### EXERCISE MATERIAL

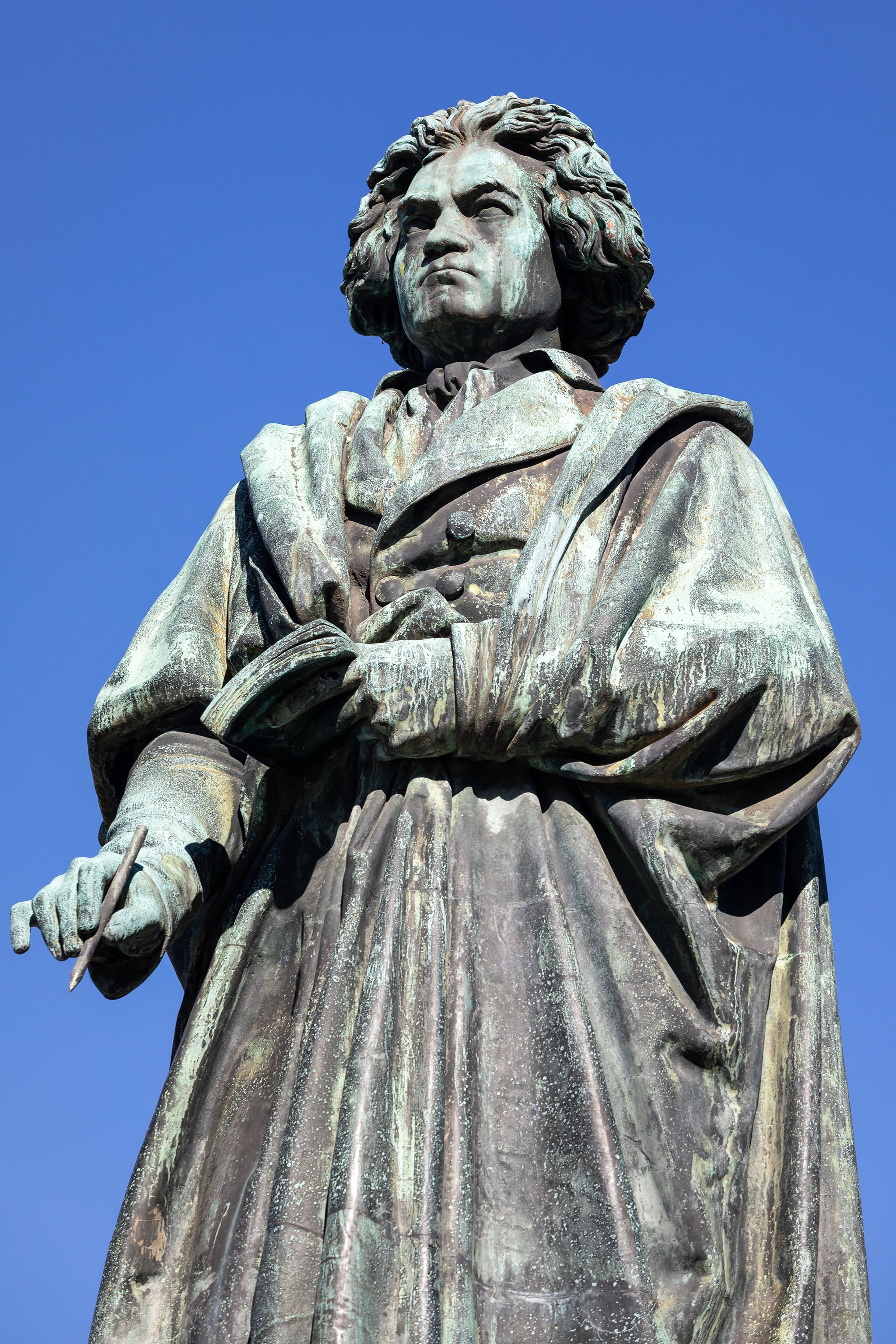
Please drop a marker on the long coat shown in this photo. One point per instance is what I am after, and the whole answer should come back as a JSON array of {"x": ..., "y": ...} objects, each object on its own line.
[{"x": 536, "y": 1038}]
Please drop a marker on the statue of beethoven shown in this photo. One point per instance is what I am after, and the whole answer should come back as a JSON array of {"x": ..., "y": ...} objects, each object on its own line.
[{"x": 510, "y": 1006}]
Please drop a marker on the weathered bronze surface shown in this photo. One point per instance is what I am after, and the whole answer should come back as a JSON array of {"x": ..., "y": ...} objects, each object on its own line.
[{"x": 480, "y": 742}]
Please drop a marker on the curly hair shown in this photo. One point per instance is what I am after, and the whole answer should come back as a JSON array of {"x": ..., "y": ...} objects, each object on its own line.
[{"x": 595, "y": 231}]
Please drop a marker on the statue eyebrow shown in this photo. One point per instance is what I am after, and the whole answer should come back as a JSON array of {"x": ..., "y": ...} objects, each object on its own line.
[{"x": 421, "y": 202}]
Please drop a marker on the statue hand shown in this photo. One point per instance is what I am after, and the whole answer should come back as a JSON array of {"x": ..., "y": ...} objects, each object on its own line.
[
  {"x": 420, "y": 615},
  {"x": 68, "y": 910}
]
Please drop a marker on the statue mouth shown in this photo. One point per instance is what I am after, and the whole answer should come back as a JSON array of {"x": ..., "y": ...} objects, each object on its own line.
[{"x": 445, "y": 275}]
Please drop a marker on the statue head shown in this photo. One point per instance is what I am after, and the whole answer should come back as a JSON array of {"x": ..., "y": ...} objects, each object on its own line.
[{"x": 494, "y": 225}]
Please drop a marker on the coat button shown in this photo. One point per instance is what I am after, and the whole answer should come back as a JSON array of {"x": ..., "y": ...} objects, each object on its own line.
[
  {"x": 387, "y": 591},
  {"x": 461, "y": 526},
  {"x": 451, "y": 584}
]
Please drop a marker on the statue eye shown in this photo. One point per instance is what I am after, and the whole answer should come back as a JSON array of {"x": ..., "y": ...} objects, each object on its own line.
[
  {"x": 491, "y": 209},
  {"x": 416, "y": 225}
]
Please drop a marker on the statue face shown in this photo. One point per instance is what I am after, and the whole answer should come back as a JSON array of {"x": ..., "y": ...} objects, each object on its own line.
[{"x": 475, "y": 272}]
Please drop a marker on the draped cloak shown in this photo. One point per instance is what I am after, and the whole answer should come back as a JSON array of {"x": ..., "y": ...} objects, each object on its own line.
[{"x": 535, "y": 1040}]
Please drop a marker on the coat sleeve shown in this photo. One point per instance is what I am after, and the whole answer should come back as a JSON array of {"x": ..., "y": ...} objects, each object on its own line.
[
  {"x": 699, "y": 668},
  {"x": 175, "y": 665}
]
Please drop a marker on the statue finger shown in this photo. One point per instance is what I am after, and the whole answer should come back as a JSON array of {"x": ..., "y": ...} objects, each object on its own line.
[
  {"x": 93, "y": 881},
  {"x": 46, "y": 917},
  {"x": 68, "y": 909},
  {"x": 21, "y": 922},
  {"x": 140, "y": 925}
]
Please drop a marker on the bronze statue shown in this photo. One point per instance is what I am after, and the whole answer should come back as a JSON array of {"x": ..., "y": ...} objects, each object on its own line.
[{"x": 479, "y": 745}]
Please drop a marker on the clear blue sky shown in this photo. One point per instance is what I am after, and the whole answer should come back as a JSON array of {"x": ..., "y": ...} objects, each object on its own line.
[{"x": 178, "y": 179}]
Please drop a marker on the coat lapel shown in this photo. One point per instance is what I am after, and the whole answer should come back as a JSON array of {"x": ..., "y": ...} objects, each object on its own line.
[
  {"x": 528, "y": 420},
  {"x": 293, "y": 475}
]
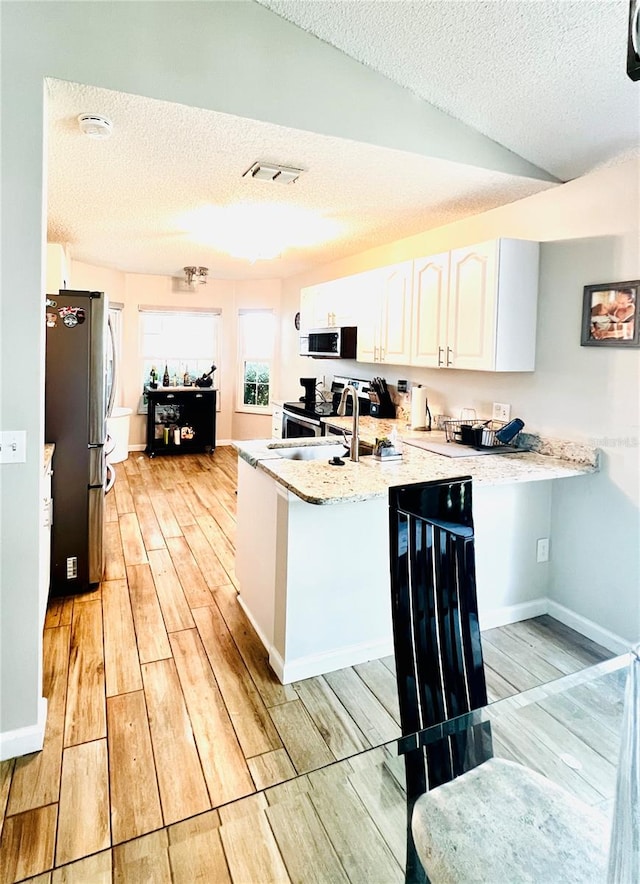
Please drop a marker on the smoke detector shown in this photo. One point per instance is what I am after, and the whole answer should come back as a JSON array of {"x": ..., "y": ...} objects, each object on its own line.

######

CHALLENGE: Change every "drop a marker" in the lines above to "place a point" and reproduce the lines with nothing else altered. Omit the pictures from your output.

CORRECT OUTPUT:
Please place a point on the long coat shown in this photo. One point per instance is what I am after, and the whole answer should come back as a JSON array of {"x": ..., "y": ...} objects, each object on its own line.
[{"x": 536, "y": 1038}]
Please place a point on the statue of beethoven shown in this photo. One point per instance is what I am after, and the whole answer should come back as a JSON array of {"x": ..., "y": ...} objects, each object on its own line.
[{"x": 510, "y": 1006}]
Please place a point on the weathered bronze surface shown in this photo. One point per instance is what I am after, and the whole answer should come back as a JSON array of {"x": ..., "y": ...} objects, each object on its own line.
[{"x": 480, "y": 742}]
Please place a point on the curly hair shown in this photo. One point per instance is what I am after, and the whole answer should come back as a JSON array of {"x": ..., "y": ...} objects, each object on its own line.
[{"x": 595, "y": 231}]
Please place a point on the statue eyebrow shown in this photo. One point per instance is what I am after, and the whole answer should come back as a JSON array of {"x": ..., "y": ...} objects, each object on its own line.
[{"x": 421, "y": 202}]
Please place a point on the statue hand shown in this photo. One point per instance is what I am after, and the whole answer should come back as a JSON array of {"x": ..., "y": ...} objects, each object on its own line.
[
  {"x": 420, "y": 615},
  {"x": 68, "y": 910}
]
Please place a point on the statue mouth shown in this photo. One point per instance is what I am after, and the whole answer should come back as a JSON array of {"x": ..., "y": ...} objects, each object on its own line.
[{"x": 445, "y": 275}]
Please place a point on the statue head shown in this photo. One point per instance is what I am after, and the whole answer should come back as a JSON array of {"x": ..., "y": ...} objects, each object on its own line.
[{"x": 494, "y": 225}]
Please place a point on the coat button shown in this photo. One point per instance is what I am after, and the whole answer should come back as a JSON array of {"x": ..., "y": ...} objects, each object on its own line.
[
  {"x": 387, "y": 591},
  {"x": 461, "y": 526},
  {"x": 451, "y": 584}
]
Please place a point on the statue eye shown in this photo. One point per instance is what I am after, and the whole answer should come back as a JSON array of {"x": ..., "y": ...} objects, each object on its own line.
[
  {"x": 491, "y": 209},
  {"x": 416, "y": 225}
]
Please place a point on the statue face shown in this photo. One point per instance is what I am after, and the whole answer should come back as a JSON array of {"x": ..., "y": ...} objects, each object on its own line.
[{"x": 475, "y": 272}]
Please place a point on the draped cloak shown in this photo. One point per instance is what I am after, and the whole answer should come back as a JSON array of {"x": ..., "y": ...} objects, each object on its own line.
[{"x": 535, "y": 1040}]
Please place a point on the coat sleeve shown in this photo. One point per instance is what I am after, and the whole answer should come back as a JSON array of {"x": ..., "y": ...} objects, each object on its own line.
[
  {"x": 699, "y": 668},
  {"x": 175, "y": 665}
]
Please place a point on the statue finger shown in this photo. One point per instance is what I am after, and the whole answer should come back as a JSON array of {"x": ..., "y": ...} objects, each object on its own line.
[
  {"x": 93, "y": 881},
  {"x": 46, "y": 917},
  {"x": 68, "y": 909},
  {"x": 21, "y": 922},
  {"x": 140, "y": 925}
]
Please place a point on the bronze statue shown in this photo. One point per instance is what I am after, and the whole answer should come back as a JSON array of {"x": ..., "y": ...} objects, each object on its own line.
[{"x": 479, "y": 745}]
Please place a point on the clear blue sky shown in this photo. One point per instance is what I am after, and the whole answer should come back as a JSON array of {"x": ..., "y": ...} objects, each object on its own line.
[{"x": 178, "y": 179}]
Please place a point on the coat lapel shown in this photo. One point per instance is what I am after, and the whole answer should come back as a JSON array of {"x": ..., "y": ...} objects, each object on its own line.
[
  {"x": 528, "y": 420},
  {"x": 293, "y": 475}
]
Please place a point on the smoke detector shown in this photo. One point per instance is what I am after, and the whole answer should come back as a JSON array of {"x": ..., "y": ...} objects, each object on its own line.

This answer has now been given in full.